Holly Block’s appointment in July 2006 to the directorship of the Bronx Museum of the Arts marks her return to the institution where she served as curator from 1985 and 1988 before gaining an international reputation as a director, curator and arts administrator. Directly before joining the Museum staff, Ms. Block served as executive director of Art in General, a leading nonprofit arts organization in lower Manhattan dedicated to commissioning and presenting contemporary art. She also served as a co-commissioner for the 2003 Cairo Biennial with the selection of the artist Paul Pfeiffer; wrote Art Cuba: The New Generation, a comprehensive survey on contemporary art from Cuba; and, most recently, organized todo clandestine, todo popular, the first solo exhibition of Alberto Casado, an artist who lives and works in Cuba.
During her eighteen years at Art in General, Ms. Block exhibited and presented the work of over 4,000 artists including Polly Apfelbaum; Jennifer Allora and Guillermo Calzaldilla; Emma Amos; Sam Easterson; Rob Fischer; Carlos Garaicoa; Maria Elena Gonzalez; Los Carpinteros; Yong Soon Min; Muntadas; Paul Pfeiffer; and Cecilia Vicuna. Known for having initiated new evoloving contemporary arts programming such as Art in General’s International Artists Residency Program and most recently its New Commission Program, she has been a dynamic force in the contemporary art world, having traveled widely and worked closely with artsts. She is a firm believer in the arts and its impact on today’s society. |
stephen garrett dewyer: |
stephen dewyer is an artist, theorist and curator. He lives in New Haven, CT where he pursues his Master of Fine Art in sculpture at the Yale University School of Art. He expects to complete his studies towards an M.F.A. in 2011. Stephen received his B.F.A. cum laude in Art History, Theory & Criticism from the Maryland Institute College of Art (MICA) in December 2008.
Stephen has exhibited in New Haven, Connecticut and Baltimore, Maryland.
In February 2009, Stephen curated “Propositions,” an exhibition at Area 405, an artist-run not-for-profit gallery and studio space in Baltimore. “Propositions” proposed ways of imagining spaces of transition in order to depose identification with an essential predicate. |
SGD: So, I’d like to ask: what other countries have you worked in besides Brazil and Cuba?
HB: In Latin America and Central America and the Caribbean I’ve worked with Puerto Rico, then the Dominican Republic, Guatemala, Venezuela, Peru, Santiago, I mean, uh, Chile and Argentina, Mexico, and I think that’s about it right now.
SGD: Have you worked, I know Brazil and Cuba are, are…, you’ve wrote a book on Cuba, Art Cuba and uh… both those two countries have Biennales… I’m wondering if you could talk about the influences of having them?

### Recorded information
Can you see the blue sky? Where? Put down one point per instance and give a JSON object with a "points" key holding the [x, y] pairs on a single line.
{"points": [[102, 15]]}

### What the task requires
Rewrite the paragraph of the Holly Block text that begins "stephen dewyer is an artist, theorist and curator" as a short bulleted list that keeps its main facts. The data above are separate from the Holly Block text.

### Exercise response
- Artist, theorist and curator living in New Haven, CT
- Pursuing a Master of Fine Art in sculpture at the Yale University School of Art, expected to finish in 2011
- Earned a B.F.A. cum laude in Art History, Theory & Criticism from the Maryland Institute College of Art (MICA) in December 2008